WHAT THE EXERCISE ASKS: After locating the line that contains "Practice step: point out every instance of the ruined" in the following entries, reproduce it and each later line exactly, including the last.

=== ENTRIES SUPPLIED ===

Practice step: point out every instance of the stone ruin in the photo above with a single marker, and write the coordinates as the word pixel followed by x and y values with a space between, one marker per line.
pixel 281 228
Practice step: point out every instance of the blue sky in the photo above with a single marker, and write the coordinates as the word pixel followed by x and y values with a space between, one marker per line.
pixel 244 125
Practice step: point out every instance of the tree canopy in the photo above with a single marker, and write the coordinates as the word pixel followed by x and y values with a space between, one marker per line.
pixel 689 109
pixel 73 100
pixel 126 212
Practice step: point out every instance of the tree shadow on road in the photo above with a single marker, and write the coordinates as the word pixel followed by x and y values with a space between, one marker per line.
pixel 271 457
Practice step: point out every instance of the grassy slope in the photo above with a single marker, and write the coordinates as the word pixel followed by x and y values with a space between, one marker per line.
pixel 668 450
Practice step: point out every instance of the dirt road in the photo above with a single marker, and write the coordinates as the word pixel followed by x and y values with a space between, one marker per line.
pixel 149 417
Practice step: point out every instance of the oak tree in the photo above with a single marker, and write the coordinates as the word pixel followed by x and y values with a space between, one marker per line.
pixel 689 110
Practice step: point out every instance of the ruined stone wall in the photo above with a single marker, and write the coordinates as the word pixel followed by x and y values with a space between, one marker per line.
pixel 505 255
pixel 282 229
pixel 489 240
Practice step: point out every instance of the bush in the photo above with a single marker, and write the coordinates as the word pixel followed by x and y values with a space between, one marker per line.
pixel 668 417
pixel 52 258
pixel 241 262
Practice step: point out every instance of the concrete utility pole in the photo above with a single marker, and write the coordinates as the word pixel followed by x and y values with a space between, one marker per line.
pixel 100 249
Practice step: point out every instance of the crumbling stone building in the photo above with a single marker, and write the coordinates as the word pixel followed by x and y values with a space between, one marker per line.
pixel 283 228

===

ANSWER:
Practice step: point out every instance of the ruined stone wall in the photo above with a single marker, and write the coordinates as the word pixel followed by x and y values with a space between, one marker per line.
pixel 505 255
pixel 282 229
pixel 489 240
Practice step: point out every instance of the bush in the photo above with a single marker, and write the coordinates as the word pixel followed by x and y values with a space between, one marker per line.
pixel 668 417
pixel 52 258
pixel 241 262
Practice step: point out every instance of the concrete utility pole in the photo above with a single marker, and write the coordinates as the word pixel followed by x and y values with a space between, one marker per line.
pixel 100 249
Practice step: point out every instance of the crumbling stone building in the photo above with a single marker, and write the coordinates as the word pixel followed by x and y values with a space between, one marker per line.
pixel 283 228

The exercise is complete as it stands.